### AIM OF THE TASK
Give again, word for word, each line from the top of the listing through the line that holds "Would you kindly pick out the bare foot".

##########

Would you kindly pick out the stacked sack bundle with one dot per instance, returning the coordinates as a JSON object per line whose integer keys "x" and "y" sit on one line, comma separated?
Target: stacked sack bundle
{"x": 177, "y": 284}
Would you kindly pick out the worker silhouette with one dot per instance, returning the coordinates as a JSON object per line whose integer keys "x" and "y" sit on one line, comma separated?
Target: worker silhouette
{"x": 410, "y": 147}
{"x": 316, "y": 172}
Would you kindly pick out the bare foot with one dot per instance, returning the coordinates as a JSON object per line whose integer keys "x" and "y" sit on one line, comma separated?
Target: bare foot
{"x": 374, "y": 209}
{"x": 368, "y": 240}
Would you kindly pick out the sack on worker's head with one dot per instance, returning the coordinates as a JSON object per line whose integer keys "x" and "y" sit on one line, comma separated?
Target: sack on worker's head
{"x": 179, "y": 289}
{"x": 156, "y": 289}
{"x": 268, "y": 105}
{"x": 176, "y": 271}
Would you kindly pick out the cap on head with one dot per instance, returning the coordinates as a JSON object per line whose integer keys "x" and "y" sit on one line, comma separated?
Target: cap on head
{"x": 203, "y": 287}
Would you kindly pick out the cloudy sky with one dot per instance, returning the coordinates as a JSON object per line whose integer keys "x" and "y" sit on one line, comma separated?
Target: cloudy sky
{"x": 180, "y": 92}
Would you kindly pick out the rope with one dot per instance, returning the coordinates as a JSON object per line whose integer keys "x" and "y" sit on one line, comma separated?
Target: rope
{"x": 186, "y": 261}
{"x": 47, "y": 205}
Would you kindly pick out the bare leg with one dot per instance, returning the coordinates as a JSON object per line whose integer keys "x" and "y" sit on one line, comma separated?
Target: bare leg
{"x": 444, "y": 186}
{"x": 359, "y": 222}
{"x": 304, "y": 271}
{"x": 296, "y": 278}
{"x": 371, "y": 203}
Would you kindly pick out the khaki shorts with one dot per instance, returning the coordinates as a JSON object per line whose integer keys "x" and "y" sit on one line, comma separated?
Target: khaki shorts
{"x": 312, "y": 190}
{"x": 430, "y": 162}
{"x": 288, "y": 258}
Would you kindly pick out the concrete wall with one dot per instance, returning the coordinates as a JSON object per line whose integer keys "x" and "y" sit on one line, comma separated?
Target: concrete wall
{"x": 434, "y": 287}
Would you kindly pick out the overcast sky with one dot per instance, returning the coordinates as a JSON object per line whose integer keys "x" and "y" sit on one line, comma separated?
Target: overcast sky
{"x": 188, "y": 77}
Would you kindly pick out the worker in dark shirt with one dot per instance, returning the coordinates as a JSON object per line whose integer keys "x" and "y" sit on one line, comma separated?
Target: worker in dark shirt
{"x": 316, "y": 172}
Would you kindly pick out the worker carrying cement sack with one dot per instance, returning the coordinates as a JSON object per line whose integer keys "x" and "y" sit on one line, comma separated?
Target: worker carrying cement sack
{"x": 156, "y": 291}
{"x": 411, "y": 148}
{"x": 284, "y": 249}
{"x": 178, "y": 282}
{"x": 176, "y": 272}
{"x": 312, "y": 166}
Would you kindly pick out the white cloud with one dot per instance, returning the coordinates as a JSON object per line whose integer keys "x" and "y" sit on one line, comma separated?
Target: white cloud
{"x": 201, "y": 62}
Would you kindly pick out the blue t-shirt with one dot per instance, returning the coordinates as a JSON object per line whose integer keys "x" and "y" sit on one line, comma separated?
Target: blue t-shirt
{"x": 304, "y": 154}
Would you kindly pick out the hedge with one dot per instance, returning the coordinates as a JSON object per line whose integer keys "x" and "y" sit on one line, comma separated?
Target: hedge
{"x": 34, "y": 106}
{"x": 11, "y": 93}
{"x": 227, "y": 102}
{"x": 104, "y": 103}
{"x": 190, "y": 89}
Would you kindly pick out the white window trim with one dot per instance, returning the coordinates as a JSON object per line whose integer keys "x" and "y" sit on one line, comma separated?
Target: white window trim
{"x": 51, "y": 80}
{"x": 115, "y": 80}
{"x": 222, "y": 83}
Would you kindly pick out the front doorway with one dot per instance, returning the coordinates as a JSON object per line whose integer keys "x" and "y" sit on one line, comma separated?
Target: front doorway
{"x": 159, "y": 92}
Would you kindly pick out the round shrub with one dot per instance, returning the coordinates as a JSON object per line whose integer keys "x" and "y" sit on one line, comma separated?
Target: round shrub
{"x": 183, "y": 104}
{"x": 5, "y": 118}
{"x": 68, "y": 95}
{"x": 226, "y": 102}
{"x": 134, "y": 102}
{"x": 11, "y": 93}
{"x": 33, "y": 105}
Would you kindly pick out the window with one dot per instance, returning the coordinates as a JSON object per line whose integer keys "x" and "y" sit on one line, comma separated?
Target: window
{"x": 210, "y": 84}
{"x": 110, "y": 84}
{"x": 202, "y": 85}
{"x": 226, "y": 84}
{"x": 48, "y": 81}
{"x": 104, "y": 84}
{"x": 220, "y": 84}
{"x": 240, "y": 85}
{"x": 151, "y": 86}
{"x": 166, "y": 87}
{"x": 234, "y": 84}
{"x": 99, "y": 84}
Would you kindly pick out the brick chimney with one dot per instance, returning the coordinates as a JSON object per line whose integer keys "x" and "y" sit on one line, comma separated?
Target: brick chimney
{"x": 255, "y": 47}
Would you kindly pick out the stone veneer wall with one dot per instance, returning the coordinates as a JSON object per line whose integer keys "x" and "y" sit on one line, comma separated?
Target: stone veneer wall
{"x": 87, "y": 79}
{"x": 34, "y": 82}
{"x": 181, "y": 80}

##########

### OUTPUT
Would you kindly pick out the stacked sack bundle with one dot per instance, returning the coordinates as a JSON object per line whose integer keys "x" and "y" sit on one line, comma separated?
Target: stacked sack bundle
{"x": 177, "y": 284}
Would you kindly pick out the worker silhouette with one dot per instance, returning the coordinates as a JSON object per line whose integer keys "x" and "y" sit on one line, comma separated?
Target: worker silhouette
{"x": 410, "y": 147}
{"x": 316, "y": 172}
Would you kindly pick out the bare foot with one dot per instance, returning the coordinates as a JSON object per line whose integer keys "x" and "y" sit on one line, comma separated?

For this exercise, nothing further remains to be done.